**Instructions to follow**
Write the records below out again exactly as given, with no images.

-- Start Provided data --

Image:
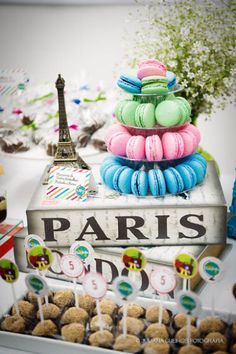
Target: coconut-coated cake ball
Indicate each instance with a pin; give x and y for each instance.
(74, 315)
(180, 320)
(73, 332)
(215, 341)
(63, 297)
(187, 349)
(133, 310)
(152, 314)
(157, 346)
(107, 306)
(87, 302)
(45, 328)
(107, 323)
(181, 335)
(134, 325)
(14, 324)
(26, 309)
(103, 339)
(156, 330)
(129, 343)
(211, 324)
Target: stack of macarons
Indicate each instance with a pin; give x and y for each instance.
(169, 113)
(152, 79)
(155, 182)
(169, 146)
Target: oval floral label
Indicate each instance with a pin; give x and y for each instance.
(211, 269)
(125, 289)
(9, 271)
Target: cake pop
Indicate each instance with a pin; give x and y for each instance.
(215, 341)
(25, 307)
(107, 323)
(50, 311)
(152, 314)
(133, 310)
(128, 343)
(14, 324)
(45, 328)
(73, 332)
(64, 297)
(74, 314)
(103, 339)
(156, 330)
(134, 325)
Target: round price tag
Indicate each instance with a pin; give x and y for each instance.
(40, 257)
(37, 284)
(186, 266)
(33, 241)
(163, 280)
(125, 289)
(133, 259)
(83, 250)
(9, 271)
(188, 302)
(72, 266)
(95, 285)
(211, 269)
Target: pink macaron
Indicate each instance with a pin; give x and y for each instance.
(153, 148)
(135, 148)
(195, 131)
(115, 128)
(151, 67)
(116, 143)
(173, 145)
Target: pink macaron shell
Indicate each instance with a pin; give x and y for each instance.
(153, 148)
(117, 142)
(115, 128)
(189, 142)
(170, 146)
(151, 67)
(135, 148)
(195, 131)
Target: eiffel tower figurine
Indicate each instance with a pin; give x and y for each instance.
(65, 153)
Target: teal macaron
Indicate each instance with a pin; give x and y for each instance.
(157, 85)
(145, 115)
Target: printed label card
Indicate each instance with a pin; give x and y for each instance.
(68, 184)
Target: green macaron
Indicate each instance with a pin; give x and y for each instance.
(145, 115)
(154, 85)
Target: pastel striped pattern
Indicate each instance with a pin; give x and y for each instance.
(66, 193)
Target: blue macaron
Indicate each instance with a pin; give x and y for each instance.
(130, 84)
(174, 181)
(139, 183)
(171, 77)
(157, 182)
(188, 175)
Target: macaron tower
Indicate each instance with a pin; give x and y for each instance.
(153, 143)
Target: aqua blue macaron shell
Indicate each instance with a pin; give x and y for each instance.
(188, 175)
(174, 181)
(157, 183)
(130, 84)
(139, 183)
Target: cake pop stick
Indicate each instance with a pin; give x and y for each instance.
(40, 257)
(163, 280)
(9, 272)
(39, 286)
(95, 285)
(126, 291)
(189, 303)
(72, 267)
(211, 270)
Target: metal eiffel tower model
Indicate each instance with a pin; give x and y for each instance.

-- End Provided data --

**Answer for the task**
Image:
Target: coconut-coated cake ball
Indicate each instance with a pin; give x and y for each instance.
(74, 315)
(180, 320)
(73, 332)
(215, 341)
(63, 297)
(187, 349)
(133, 310)
(152, 314)
(157, 346)
(107, 306)
(87, 302)
(45, 328)
(107, 323)
(181, 335)
(134, 325)
(14, 324)
(26, 309)
(103, 339)
(156, 330)
(129, 343)
(211, 324)
Target: stack of macarons
Indicate each instance with a pin; give x and y for each instance.
(169, 113)
(152, 79)
(155, 182)
(169, 146)
Target: oval floral label
Indicate each instance with a pin; give x and y for each instance.
(211, 269)
(125, 289)
(9, 271)
Target: cake pop
Indicate each instance with a pin; give x and y for each instance.
(215, 341)
(25, 307)
(107, 323)
(50, 311)
(152, 314)
(133, 310)
(128, 343)
(14, 324)
(45, 328)
(73, 332)
(64, 297)
(74, 314)
(103, 339)
(156, 330)
(134, 325)
Target: round price tag
Indicate each instance with a pin; give x and y for each instance.
(40, 257)
(37, 284)
(186, 266)
(33, 241)
(163, 280)
(125, 289)
(133, 259)
(83, 250)
(9, 271)
(188, 302)
(72, 266)
(95, 285)
(211, 269)
Target: pink macaron
Indicate each instance with a pin; give x and y for each instance.
(153, 148)
(135, 148)
(195, 131)
(115, 128)
(151, 67)
(116, 143)
(173, 145)
Target: pink macaron shell
Indicate each instance with a pin; give x and y for each instance.
(153, 148)
(117, 142)
(115, 128)
(189, 142)
(170, 146)
(151, 67)
(135, 148)
(195, 131)
Target: eiffel tower figurine
Indicate each instance with a pin; give x and y for each instance.
(65, 153)
Target: teal macaron
Indicate each instance with a pin; give x and y for each instance.
(157, 85)
(145, 115)
Target: printed label card
Indicate each instance with a pin; give x and y for each instance.
(68, 184)
Target: green macaron
Indicate each instance with a pin; give x and y for each instance.
(145, 115)
(154, 85)
Target: pastel striped pattern
Indicate each instance with a pin; give x and y for each instance.
(66, 193)
Target: blue macaron
Indicate each instance with a pin; give x and y for each instance.
(130, 84)
(174, 181)
(139, 183)
(171, 77)
(157, 182)
(188, 175)
Target: macaron tower
Indicate each instance with a pin; give x and y for each instance.
(153, 143)
Target: aqua blue macaron shell
Indicate each instance with a pin; give x and y for each instance.
(188, 175)
(174, 181)
(157, 183)
(130, 84)
(139, 183)
Target: cake pop stick
Indicate each instance with a pin; give x and y for each instance.
(40, 257)
(163, 280)
(9, 272)
(39, 286)
(95, 285)
(126, 291)
(189, 303)
(72, 267)
(211, 270)
Target: metal eiffel tower model
Indicate each instance with a pin; give x and y for each instance.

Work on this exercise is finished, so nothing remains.